Instructions »
[A] Retype the passage on FAIR indicators for research software from "While high-level indicators" to "for further details).".
[B] Continue the passage on the FAIRsoft scoring system, picking up after its final sentence.

Passage »

■ ■ ■ ■ ■ ■ ■

While high-level indicators apply to all kinds of software, not all low-level indicators do so since the requirements to fulfil a high-level indicator may depend on the type of software. For instance, the conditions for a web application to be accessible differ from a command-line tool. To keep our set of indicators as simple as possible, we only distinguish between what we consider the minimum number of software categories necessary for our purpose: ‘web’ and ‘non-web’ tools. Consequently, each low-level indicator can apply exclusively to ‘web’, exclusively to ‘non-web’ or to both types of tools (see Fig. 1 for further details).
As the translation of the FAIR principles for research software is an iterative effort, any indicators associated with them will naturally evolve following a community-driven effort. As these efforts mature, better indicators can be derived over time, with the focus being on their automated measurement. Altogether, it will eventually provide a temporal perspective on the evolution of these efforts and their impact on the broader research community.
2.1 Proposal for a FAIRsoft scoring system
To translate the fulfilment of low-level indicators into an objective evaluation, low-level indicators were assigned a weight that encapsulates their relative relevance in the context of the associated high-level indicator. Similarly, each high-level indicator was assigned a weight that summarizes its relevance for the FAIR principle it was associated with. This allowed us to accumulate scores, ranging from 0 to 1, for high-level indicators and principles of an instance. Supplementary Figure S5 offers a practical example of how high- and low-level indicators are measured for a given software, e.g. trimAl v1.4.1 Weights for all indicators were assigned to reflect their relevance and dependencies following the initial data collected. Indeed, selecting such weights is necessarily arbitrary and subjected to further revision as the principles evolve. Supplementary Figures S1–S4 summarize the details of the FAIRsoft scoring system, including the methodology used in their evaluation from the metadata available in OpenEBench. It is important to clarify that the scores we propose here do not aim to be an absolute measurement of FAIRness but a summary value that captures the level of fulfilment of a comprehensive set of indicators. An appropriate assessment of FAIRness would require examining each item with greater detail. Nonetheless, quantitative FAIRsoft scores constitute a valuable tool for exploring software quality-related features, especially in the context of a population of tools. This effort allows us to identify general trends and propose targeted actions to improve the overall research software quality (see examples below).

■ ■ ■ ■ ■ ■ ■

Provided data »
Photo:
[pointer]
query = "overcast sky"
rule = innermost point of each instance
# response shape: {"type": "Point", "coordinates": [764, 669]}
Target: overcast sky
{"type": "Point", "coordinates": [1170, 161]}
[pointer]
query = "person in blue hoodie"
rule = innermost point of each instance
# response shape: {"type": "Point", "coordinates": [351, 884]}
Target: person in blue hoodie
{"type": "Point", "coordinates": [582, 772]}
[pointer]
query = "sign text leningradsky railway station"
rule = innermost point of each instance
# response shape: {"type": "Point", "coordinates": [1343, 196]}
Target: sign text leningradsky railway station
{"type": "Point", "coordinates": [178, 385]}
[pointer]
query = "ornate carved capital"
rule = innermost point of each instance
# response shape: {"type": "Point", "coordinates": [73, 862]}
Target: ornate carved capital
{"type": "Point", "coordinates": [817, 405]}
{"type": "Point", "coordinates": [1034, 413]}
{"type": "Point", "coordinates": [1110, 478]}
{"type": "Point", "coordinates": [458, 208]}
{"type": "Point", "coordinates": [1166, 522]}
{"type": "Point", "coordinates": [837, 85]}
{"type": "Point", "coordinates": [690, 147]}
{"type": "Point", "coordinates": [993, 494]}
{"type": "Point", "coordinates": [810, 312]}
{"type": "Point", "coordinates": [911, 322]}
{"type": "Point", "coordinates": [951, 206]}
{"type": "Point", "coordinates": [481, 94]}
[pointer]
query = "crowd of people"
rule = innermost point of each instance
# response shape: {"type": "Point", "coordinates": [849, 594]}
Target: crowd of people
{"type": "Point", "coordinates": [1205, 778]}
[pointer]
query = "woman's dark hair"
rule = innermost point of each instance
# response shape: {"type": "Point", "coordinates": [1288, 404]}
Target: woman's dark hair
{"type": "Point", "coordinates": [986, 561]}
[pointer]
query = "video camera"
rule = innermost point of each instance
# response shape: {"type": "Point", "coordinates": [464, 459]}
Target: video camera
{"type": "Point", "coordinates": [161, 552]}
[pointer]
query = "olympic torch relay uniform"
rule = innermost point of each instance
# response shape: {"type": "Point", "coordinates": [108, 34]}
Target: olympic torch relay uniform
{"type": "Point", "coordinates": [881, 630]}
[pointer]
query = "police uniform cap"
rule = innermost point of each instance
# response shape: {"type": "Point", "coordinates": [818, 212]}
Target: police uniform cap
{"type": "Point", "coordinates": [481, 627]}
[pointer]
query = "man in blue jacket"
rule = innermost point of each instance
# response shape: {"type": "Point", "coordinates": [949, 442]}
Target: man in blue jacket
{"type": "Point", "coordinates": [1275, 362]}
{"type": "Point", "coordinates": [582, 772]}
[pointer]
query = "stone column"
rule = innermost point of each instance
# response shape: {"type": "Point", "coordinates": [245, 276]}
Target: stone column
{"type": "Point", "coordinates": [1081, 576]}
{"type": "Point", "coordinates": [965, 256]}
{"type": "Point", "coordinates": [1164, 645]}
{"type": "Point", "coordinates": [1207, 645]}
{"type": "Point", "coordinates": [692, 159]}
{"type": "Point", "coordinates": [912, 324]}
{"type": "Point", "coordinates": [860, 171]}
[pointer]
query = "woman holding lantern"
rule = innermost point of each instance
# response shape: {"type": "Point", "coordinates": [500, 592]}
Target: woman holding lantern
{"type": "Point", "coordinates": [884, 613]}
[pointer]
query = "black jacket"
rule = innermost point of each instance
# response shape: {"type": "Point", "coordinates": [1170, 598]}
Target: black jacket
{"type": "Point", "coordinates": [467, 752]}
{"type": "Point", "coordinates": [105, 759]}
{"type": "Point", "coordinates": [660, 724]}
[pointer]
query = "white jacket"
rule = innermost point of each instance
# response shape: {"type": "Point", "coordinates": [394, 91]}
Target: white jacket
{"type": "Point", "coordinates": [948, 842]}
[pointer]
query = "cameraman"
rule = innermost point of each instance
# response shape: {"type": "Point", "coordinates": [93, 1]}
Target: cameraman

■ ■ ■ ■ ■ ■ ■

The answers »
[A]
While high-level indicators apply to all kinds of software, not all low-level indicators do so since the requirements to fulfil a high-level indicator may depend on the type of software. For instance, the conditions for a web application to be accessible differ from a command-line tool. To keep our set of indicators as simple as possible, we only distinguish between what we consider the minimum number of software categories necessary for our purpose: ‘web’ and ‘non-web’ tools. Consequently, each low-level indicator can apply exclusively to ‘web’, exclusively to ‘non-web’ or to both types of tools (see Fig. 1 for further details).

[B]
In our approach to research software FAIRness, we faced the need to differentiate between two information levels for the same software resource: canonical entries and instances. We use the term canonical tool to refer to an abstract notion of a given research software as a computational solution that has been implemented and given an identity name by its author/s. Then, software resources can be materialized in different ways in terms of how users interact with it, e.g. command-line applications, web applications, libraries; availability, e.g. desktop and/or web applications; or differences in the code that are not big enough to justify considering them as distinct tools, e.g. different versions of the same software. Each of these constitutes an instance of the same canonical tool. The natural way of assessing software FAIRness requires the analysis of such instances, as only a subset of the indicators can be common and hence assigned to the canonical entry.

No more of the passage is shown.